> Directions
Retype the lines below exactly, everything from the line that contains "target: beige headboard" down to the line that contains "POLYGON ((56 135, 54", with both of those lines included.
──────── Input rows
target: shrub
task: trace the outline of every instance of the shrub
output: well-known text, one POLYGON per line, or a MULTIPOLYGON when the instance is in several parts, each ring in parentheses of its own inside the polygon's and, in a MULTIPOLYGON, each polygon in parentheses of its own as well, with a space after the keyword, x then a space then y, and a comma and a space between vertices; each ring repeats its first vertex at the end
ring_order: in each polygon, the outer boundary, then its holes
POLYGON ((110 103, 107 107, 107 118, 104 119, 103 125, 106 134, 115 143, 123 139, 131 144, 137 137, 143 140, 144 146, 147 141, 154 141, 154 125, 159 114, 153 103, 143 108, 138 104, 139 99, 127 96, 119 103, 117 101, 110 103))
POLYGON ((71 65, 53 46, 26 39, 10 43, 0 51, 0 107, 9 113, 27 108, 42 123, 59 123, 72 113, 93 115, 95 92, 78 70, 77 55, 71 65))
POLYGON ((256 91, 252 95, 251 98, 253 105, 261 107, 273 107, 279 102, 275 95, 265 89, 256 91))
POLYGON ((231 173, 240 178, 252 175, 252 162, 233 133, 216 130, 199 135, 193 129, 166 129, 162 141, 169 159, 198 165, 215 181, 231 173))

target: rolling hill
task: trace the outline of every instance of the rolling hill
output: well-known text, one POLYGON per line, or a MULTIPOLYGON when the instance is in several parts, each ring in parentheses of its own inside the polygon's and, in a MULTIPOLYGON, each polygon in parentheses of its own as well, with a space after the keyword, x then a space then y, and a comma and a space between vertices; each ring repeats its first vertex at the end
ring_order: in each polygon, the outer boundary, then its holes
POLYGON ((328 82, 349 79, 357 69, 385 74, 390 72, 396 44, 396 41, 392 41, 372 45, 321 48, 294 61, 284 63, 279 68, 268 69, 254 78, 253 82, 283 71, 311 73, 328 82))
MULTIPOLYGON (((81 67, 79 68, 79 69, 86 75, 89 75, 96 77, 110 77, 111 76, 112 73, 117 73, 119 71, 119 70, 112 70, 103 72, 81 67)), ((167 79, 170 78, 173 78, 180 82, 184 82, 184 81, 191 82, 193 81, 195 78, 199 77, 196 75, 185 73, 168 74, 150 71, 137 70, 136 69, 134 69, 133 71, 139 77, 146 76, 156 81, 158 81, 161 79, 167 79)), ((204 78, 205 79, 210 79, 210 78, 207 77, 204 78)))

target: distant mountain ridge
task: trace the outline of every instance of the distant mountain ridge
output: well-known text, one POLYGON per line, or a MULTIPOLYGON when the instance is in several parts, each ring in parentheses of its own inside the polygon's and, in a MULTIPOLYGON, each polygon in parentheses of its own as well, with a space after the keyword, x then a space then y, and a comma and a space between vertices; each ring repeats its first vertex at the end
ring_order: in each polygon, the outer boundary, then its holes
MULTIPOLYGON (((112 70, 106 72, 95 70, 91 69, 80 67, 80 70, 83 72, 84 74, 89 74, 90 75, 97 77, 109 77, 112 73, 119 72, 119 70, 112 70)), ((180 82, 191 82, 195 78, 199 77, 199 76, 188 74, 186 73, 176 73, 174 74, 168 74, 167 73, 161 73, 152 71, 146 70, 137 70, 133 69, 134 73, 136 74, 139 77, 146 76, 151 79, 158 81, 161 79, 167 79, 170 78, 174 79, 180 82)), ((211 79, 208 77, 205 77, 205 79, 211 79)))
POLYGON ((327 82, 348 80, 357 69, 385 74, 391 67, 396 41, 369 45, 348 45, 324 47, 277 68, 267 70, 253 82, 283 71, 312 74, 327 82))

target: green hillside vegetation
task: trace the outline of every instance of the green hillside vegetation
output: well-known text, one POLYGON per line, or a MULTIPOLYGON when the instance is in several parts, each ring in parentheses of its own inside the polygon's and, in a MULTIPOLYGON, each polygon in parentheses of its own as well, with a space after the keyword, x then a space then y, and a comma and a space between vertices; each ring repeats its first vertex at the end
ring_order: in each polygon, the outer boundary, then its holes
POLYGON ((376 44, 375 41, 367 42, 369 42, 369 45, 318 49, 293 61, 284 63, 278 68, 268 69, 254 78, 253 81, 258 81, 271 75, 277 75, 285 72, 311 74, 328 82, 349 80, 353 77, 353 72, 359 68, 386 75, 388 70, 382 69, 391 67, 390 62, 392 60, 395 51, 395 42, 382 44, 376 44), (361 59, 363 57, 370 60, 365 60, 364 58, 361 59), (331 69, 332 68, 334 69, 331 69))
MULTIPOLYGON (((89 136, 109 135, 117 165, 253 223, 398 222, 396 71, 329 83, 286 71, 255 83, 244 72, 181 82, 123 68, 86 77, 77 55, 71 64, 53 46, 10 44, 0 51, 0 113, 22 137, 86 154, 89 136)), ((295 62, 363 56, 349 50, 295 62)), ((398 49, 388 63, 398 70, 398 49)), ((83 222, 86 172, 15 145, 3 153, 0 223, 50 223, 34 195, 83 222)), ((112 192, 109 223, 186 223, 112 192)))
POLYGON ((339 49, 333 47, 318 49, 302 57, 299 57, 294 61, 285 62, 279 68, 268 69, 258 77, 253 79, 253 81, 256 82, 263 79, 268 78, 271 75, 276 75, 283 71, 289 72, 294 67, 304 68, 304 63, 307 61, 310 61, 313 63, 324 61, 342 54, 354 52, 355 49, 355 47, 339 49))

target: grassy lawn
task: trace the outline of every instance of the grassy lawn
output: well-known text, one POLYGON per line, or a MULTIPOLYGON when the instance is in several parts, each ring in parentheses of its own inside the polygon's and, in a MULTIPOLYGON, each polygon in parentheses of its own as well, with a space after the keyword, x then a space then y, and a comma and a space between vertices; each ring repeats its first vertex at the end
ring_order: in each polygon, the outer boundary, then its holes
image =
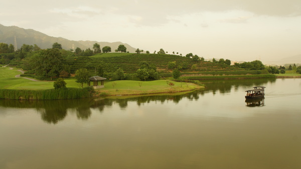
POLYGON ((160 80, 153 81, 136 81, 130 80, 115 81, 105 83, 104 88, 96 90, 98 95, 136 95, 160 93, 175 93, 200 89, 203 87, 190 83, 177 82, 169 80, 160 80), (167 81, 175 84, 172 87, 167 81), (114 87, 112 84, 116 83, 114 87), (141 86, 139 86, 139 83, 141 86))
POLYGON ((276 76, 301 76, 300 74, 295 72, 294 70, 286 70, 284 74, 275 74, 276 76))
MULTIPOLYGON (((10 89, 43 90, 53 89, 53 81, 34 82, 15 76, 21 74, 16 69, 10 70, 8 67, 0 67, 0 88, 10 89)), ((79 87, 75 80, 66 80, 67 87, 79 87)))
MULTIPOLYGON (((43 90, 53 89, 53 81, 33 81, 23 78, 15 76, 21 73, 16 69, 10 70, 9 68, 0 67, 0 88, 11 89, 43 90)), ((81 85, 75 82, 75 79, 66 79, 67 87, 80 88, 81 85)), ((84 84, 84 87, 86 84, 84 84)), ((106 82, 104 88, 96 89, 96 95, 137 95, 161 93, 175 93, 181 91, 191 91, 203 87, 194 84, 177 82, 165 80, 153 81, 137 81, 130 80, 106 82), (167 82, 172 82, 175 85, 172 87, 167 84, 167 82), (139 86, 139 83, 141 87, 139 86), (112 84, 116 83, 115 86, 112 84)))

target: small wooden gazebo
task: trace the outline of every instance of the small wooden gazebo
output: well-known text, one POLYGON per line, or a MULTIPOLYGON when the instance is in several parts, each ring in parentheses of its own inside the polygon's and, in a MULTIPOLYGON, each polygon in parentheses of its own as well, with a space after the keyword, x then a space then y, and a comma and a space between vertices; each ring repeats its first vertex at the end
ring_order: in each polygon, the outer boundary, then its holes
POLYGON ((91 82, 93 82, 93 87, 94 89, 100 89, 104 87, 104 80, 106 78, 100 76, 93 76, 89 78, 89 86, 91 86, 91 82), (100 81, 100 85, 98 85, 98 82, 100 81))

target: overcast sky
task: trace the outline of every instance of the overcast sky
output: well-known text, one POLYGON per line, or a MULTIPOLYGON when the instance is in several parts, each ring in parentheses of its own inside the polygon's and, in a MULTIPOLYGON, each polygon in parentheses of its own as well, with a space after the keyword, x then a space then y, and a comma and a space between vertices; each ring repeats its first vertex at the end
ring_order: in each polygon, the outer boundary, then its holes
POLYGON ((301 54, 300 0, 11 0, 1 2, 0 24, 205 59, 301 54))

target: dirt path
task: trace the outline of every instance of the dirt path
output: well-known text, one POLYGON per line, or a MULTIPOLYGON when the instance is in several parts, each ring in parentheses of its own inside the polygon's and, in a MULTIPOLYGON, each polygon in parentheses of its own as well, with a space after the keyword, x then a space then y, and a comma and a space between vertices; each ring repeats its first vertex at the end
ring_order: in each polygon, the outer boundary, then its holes
MULTIPOLYGON (((8 66, 8 65, 6 65, 8 66)), ((10 70, 13 69, 13 68, 10 68, 10 70)), ((22 70, 17 70, 18 71, 21 72, 22 74, 24 74, 24 71, 22 70)), ((21 77, 21 75, 17 75, 16 76, 15 76, 15 77, 21 77)), ((24 79, 28 79, 31 81, 33 81, 34 82, 41 82, 41 81, 40 80, 36 80, 36 79, 32 79, 32 78, 29 78, 28 77, 22 77, 22 78, 24 78, 24 79)))

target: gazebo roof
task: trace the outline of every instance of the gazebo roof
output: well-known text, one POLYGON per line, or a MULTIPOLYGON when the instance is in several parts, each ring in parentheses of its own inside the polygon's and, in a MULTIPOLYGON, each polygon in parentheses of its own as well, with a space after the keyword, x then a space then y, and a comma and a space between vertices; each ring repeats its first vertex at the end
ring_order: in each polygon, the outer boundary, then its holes
POLYGON ((106 78, 100 76, 93 76, 89 78, 89 80, 90 81, 98 81, 106 79, 106 78))

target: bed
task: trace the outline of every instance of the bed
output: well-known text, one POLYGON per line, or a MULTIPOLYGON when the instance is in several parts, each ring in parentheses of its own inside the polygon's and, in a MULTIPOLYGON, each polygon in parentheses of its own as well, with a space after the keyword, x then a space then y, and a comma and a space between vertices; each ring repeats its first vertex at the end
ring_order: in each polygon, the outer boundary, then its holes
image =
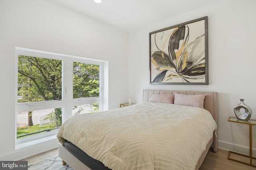
POLYGON ((63 165, 68 164, 74 170, 198 170, 211 146, 214 152, 217 150, 216 92, 145 89, 142 102, 93 114, 76 116, 61 127, 57 137, 63 165), (174 97, 176 104, 166 103, 167 96, 174 97), (200 104, 200 104, 186 106, 194 104, 184 100, 198 96, 201 101, 200 104), (191 109, 194 113, 186 113, 191 109), (168 112, 172 110, 174 115, 168 112), (190 118, 195 120, 189 123, 190 118), (97 119, 97 125, 90 119, 97 119), (206 129, 209 130, 204 132, 206 129), (105 131, 107 136, 104 136, 105 131))

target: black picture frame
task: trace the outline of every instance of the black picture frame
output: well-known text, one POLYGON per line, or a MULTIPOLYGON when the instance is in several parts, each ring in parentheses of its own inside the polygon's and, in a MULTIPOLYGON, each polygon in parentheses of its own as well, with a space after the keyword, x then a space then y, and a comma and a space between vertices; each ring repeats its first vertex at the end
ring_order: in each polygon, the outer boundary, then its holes
POLYGON ((207 16, 149 33, 150 84, 208 84, 207 16))

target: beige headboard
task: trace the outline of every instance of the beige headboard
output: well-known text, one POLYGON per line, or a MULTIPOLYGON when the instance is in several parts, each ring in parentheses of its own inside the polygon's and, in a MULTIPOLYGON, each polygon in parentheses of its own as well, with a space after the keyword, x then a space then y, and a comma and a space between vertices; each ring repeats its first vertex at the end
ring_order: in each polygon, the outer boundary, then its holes
MULTIPOLYGON (((174 93, 186 94, 205 94, 204 107, 211 113, 218 125, 218 93, 217 92, 144 89, 142 101, 148 102, 154 94, 174 94, 174 93)), ((216 150, 217 137, 215 135, 214 137, 214 150, 216 149, 216 150)))

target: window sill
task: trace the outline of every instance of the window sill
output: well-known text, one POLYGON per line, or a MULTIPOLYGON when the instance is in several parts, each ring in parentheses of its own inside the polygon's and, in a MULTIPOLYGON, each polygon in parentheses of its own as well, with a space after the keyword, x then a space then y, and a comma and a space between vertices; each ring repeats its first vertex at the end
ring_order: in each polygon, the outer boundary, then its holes
POLYGON ((56 135, 54 135, 47 137, 33 140, 33 141, 24 142, 18 144, 16 144, 15 145, 15 150, 17 150, 18 149, 20 149, 27 147, 30 147, 32 145, 37 145, 43 143, 50 142, 50 141, 57 140, 56 135))

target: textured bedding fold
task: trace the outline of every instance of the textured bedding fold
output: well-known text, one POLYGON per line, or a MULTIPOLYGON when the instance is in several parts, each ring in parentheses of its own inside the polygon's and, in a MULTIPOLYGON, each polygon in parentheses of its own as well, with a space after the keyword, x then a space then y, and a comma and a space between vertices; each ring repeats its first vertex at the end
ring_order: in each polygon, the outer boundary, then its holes
POLYGON ((112 170, 194 170, 216 128, 204 109, 144 102, 72 116, 57 137, 112 170))

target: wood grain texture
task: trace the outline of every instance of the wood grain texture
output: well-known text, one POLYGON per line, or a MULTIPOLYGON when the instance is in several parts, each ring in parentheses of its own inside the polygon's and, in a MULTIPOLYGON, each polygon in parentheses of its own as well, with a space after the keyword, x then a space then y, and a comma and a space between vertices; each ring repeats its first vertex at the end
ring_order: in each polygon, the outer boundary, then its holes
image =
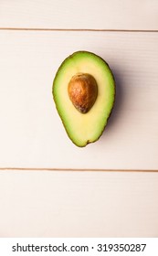
POLYGON ((158 169, 158 34, 0 32, 0 167, 158 169), (78 148, 52 100, 61 61, 76 50, 101 56, 117 98, 99 142, 78 148))
POLYGON ((158 176, 0 172, 0 237, 158 237, 158 176))
POLYGON ((0 27, 158 30, 157 0, 1 0, 0 27))

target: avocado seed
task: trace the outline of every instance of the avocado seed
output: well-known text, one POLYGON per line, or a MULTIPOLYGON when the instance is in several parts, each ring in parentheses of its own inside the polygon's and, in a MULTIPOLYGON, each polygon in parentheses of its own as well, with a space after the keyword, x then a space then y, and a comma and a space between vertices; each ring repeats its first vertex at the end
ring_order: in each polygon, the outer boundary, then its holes
POLYGON ((97 99, 98 85, 91 75, 77 73, 71 78, 68 91, 75 108, 81 113, 87 113, 97 99))

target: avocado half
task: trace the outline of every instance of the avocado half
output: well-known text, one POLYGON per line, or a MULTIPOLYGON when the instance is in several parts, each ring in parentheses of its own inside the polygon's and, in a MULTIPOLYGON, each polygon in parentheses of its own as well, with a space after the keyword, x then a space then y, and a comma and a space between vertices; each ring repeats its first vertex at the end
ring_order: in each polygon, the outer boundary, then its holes
POLYGON ((58 68, 53 81, 57 111, 70 140, 79 147, 102 134, 115 99, 109 65, 88 51, 77 51, 58 68))

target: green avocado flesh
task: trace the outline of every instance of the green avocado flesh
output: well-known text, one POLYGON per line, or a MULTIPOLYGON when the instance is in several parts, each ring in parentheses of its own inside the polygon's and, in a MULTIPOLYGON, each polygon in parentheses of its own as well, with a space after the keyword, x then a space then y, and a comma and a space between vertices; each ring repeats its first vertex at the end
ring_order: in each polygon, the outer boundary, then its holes
POLYGON ((77 146, 86 146, 97 141, 103 133, 113 107, 115 82, 109 65, 99 56, 88 51, 77 51, 59 67, 53 82, 53 98, 66 132, 77 146), (80 112, 68 95, 68 83, 77 74, 91 75, 98 85, 98 94, 92 107, 80 112))

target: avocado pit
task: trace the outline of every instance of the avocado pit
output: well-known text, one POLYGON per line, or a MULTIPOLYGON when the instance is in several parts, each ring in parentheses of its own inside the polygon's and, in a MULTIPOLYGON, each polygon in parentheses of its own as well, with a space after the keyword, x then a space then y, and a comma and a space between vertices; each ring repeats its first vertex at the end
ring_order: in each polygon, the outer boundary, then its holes
POLYGON ((96 80, 90 74, 77 73, 68 82, 68 92, 74 107, 81 113, 87 113, 98 96, 96 80))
────────────────
> Exercise answer
target: beige headboard
task: trace the outline of every instance of the beige headboard
output: well-known text, one POLYGON per line, or a MULTIPOLYGON when the instance is in several parts, each ring in parentheses of its own inside the polygon's and, in a MULTIPOLYGON, each polygon in parentheses of its own as well, with a space after the keyword, x then a space then y, and a comma and a space between vertices; each ring repeats its first vertex at the end
ring_order: in each polygon, the outer boundary, then its holes
MULTIPOLYGON (((174 93, 186 94, 205 94, 204 107, 211 113, 218 125, 218 93, 217 92, 144 89, 142 101, 148 102, 154 94, 174 94, 174 93)), ((216 150, 217 137, 215 135, 214 137, 214 150, 216 149, 216 150)))

target: window sill
task: trace the outline of every instance of the window sill
output: well-known text, one POLYGON per line, or a MULTIPOLYGON when the instance is in several parts, each ring in parentheses of its own inside the polygon's and, in a MULTIPOLYGON, each polygon in parentheses of its own as well, with a space after the keyword, x then a space then y, and a comma and a space between vertices; each ring repeats its first vertex at the end
ring_order: in each polygon, the outer boundary, then its holes
POLYGON ((56 135, 54 135, 47 137, 33 140, 33 141, 24 142, 18 144, 16 144, 15 145, 15 150, 17 150, 18 149, 20 149, 27 147, 30 147, 32 145, 37 145, 43 143, 50 142, 50 141, 57 140, 56 135))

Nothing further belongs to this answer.